- [Data records]:
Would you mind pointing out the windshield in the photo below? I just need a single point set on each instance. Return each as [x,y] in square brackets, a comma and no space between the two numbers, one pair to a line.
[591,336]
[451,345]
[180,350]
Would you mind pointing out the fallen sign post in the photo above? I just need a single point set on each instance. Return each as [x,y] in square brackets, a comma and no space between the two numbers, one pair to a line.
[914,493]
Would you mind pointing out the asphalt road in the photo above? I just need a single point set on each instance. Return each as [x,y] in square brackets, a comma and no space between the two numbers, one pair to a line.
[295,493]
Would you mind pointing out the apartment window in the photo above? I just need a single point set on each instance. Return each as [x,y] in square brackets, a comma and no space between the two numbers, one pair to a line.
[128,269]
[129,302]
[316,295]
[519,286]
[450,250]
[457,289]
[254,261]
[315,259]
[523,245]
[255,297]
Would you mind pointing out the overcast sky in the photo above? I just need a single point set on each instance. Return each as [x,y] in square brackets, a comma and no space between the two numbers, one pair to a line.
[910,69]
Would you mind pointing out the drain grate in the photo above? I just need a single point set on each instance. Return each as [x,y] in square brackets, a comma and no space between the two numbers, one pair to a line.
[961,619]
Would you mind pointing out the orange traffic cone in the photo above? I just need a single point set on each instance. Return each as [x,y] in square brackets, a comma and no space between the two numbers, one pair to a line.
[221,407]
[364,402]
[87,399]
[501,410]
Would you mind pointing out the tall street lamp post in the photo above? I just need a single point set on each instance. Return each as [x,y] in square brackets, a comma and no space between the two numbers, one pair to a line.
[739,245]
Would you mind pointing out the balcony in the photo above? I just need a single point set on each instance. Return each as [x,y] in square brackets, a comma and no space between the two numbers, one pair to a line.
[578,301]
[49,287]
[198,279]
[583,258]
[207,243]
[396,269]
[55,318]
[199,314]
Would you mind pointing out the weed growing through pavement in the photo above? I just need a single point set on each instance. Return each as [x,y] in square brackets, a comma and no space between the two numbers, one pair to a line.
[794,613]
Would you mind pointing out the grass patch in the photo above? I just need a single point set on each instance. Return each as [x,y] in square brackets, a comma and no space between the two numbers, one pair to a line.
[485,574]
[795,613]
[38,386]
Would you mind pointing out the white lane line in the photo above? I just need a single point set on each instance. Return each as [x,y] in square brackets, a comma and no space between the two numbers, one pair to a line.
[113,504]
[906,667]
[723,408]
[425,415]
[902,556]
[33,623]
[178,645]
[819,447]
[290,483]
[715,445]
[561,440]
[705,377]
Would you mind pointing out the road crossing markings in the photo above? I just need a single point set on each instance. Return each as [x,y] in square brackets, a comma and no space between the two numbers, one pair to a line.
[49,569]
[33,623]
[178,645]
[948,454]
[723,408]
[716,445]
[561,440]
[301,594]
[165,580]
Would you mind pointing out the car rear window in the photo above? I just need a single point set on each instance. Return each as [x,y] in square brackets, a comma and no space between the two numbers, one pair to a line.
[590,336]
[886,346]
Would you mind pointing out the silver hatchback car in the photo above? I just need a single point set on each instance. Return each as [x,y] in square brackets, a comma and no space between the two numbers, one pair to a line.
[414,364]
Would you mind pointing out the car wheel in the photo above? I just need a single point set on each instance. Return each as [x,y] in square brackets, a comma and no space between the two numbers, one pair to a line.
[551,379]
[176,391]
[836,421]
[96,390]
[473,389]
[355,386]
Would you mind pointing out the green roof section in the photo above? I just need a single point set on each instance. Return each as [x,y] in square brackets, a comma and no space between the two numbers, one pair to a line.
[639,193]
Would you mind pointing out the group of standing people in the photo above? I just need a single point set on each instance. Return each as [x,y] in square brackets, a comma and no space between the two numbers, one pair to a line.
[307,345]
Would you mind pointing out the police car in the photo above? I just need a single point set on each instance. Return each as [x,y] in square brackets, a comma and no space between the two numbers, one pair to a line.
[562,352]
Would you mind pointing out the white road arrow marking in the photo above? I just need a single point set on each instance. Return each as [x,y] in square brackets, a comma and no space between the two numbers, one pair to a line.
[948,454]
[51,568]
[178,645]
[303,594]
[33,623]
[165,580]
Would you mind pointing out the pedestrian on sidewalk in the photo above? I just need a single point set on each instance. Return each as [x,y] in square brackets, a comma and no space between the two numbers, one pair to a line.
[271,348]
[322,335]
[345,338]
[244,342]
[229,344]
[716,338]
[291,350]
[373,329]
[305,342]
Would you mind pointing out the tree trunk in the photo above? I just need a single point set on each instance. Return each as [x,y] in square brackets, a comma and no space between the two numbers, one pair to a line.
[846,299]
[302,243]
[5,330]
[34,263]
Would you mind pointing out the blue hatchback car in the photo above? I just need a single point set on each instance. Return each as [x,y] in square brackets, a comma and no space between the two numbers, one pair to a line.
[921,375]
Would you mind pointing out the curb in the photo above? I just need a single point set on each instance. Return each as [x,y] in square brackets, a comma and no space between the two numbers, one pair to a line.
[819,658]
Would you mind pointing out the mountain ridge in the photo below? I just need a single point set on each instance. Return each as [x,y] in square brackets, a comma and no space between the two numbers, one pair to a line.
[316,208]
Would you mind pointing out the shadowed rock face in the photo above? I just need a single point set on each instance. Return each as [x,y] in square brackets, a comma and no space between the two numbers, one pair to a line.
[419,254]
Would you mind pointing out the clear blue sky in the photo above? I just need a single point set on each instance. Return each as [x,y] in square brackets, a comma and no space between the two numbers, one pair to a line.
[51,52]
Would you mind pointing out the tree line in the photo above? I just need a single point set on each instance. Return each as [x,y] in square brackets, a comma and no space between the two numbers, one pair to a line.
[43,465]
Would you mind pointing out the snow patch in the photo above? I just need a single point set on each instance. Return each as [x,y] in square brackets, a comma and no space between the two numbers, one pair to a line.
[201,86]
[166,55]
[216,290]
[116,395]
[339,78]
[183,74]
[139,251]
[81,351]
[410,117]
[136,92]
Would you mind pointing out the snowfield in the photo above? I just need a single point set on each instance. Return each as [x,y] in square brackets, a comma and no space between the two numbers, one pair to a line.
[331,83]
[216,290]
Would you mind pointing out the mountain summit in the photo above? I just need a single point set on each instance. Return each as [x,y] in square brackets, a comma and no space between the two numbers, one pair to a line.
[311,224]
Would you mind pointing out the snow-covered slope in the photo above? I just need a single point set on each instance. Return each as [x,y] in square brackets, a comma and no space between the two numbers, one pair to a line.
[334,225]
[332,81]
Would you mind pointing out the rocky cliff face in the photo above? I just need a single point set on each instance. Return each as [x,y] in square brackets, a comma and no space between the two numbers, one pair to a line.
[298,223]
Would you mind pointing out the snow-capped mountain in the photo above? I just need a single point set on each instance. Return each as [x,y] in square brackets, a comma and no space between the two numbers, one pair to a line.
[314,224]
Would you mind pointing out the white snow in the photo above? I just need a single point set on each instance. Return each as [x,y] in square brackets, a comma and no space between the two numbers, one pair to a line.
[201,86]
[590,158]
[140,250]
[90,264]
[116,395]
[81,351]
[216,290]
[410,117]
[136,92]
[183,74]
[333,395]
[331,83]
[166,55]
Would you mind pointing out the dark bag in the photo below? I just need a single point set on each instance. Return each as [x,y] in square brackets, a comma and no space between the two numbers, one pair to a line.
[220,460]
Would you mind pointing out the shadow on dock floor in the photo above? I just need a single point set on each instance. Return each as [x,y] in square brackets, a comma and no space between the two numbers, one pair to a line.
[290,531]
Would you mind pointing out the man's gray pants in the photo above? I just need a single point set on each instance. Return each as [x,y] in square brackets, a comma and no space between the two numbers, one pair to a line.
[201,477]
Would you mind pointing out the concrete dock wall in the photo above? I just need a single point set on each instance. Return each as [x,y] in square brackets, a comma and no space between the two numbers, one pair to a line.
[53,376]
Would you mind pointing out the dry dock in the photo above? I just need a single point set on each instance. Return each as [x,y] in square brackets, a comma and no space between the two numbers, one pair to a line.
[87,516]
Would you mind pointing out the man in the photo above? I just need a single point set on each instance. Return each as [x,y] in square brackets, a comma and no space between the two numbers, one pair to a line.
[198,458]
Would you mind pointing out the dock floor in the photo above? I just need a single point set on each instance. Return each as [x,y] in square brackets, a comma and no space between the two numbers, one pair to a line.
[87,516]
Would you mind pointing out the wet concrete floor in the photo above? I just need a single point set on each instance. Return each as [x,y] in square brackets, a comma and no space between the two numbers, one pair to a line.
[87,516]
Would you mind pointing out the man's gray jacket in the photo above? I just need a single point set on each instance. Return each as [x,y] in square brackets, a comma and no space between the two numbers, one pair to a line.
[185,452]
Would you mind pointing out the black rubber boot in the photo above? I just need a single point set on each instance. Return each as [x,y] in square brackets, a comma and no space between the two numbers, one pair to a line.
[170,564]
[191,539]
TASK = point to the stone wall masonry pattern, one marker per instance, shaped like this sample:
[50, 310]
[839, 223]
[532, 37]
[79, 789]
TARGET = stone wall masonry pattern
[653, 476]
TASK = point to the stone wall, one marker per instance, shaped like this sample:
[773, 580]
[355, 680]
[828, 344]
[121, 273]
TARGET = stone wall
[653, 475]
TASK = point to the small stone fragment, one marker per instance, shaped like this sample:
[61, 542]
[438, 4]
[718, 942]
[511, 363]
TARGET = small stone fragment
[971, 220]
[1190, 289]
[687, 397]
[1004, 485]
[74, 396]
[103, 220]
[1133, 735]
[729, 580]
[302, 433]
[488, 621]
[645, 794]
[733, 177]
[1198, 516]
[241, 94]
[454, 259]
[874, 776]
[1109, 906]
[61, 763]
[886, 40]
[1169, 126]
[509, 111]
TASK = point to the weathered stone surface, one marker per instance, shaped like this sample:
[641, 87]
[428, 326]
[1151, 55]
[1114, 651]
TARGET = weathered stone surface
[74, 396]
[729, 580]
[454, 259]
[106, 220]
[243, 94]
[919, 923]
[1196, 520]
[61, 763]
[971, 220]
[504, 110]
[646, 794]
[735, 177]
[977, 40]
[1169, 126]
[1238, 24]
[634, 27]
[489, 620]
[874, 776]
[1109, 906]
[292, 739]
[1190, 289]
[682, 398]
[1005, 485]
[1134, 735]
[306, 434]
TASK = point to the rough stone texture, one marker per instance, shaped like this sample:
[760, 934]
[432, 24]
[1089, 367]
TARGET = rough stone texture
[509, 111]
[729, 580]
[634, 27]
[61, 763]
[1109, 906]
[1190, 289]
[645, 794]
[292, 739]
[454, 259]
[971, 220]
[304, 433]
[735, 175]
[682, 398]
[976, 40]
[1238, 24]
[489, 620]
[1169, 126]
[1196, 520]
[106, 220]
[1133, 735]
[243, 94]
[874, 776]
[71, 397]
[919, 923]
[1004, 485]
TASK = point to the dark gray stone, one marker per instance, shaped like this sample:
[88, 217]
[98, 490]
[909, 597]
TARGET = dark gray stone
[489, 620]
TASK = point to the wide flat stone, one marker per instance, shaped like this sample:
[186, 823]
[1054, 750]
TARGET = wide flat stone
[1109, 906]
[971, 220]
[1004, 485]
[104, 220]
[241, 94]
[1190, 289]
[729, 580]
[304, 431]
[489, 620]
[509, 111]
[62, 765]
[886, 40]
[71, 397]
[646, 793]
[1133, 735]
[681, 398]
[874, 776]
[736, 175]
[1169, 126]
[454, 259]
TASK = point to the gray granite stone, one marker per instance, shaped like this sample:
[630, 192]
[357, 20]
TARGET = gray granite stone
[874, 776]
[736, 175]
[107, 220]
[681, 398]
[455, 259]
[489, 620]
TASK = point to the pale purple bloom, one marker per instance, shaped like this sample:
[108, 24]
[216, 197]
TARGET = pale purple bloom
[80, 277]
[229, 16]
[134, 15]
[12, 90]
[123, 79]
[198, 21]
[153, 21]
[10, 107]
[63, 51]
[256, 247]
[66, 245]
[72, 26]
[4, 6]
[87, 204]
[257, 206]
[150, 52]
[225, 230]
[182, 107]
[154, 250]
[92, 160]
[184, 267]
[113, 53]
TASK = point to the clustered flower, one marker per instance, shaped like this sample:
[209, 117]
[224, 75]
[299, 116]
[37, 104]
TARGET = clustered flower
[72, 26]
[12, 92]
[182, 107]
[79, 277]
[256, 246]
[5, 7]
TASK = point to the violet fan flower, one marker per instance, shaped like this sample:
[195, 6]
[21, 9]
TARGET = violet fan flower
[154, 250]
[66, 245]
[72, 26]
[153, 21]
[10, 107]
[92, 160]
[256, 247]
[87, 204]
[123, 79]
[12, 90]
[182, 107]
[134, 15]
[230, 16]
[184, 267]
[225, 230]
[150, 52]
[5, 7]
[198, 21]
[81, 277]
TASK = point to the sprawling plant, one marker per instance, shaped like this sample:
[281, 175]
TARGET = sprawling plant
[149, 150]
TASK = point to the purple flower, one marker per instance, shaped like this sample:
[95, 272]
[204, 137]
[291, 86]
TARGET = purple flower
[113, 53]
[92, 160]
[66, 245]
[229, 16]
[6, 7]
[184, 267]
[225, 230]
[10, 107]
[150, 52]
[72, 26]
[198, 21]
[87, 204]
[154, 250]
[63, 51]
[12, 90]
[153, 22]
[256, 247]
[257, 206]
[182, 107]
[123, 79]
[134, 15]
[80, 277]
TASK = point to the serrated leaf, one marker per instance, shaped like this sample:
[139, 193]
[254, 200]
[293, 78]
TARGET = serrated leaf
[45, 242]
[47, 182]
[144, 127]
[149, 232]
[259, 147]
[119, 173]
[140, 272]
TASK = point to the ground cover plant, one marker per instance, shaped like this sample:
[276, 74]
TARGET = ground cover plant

- [Job]: Exactly and only the lines from the line containing "TASK = point to the serrated" through the last line of the entries should be copied, both ends included.

- [Finished answer]:
TASK = point to the serrated leaf, one marker per instance, shaped like this sample:
[139, 193]
[254, 200]
[293, 78]
TARGET = serrated leaf
[45, 242]
[47, 182]
[144, 127]
[149, 232]
[259, 147]
[119, 173]
[140, 272]
TASK = point to the ground cover plant, one marker per instance, shaped like this sample:
[276, 74]
TARGET = ground cover plant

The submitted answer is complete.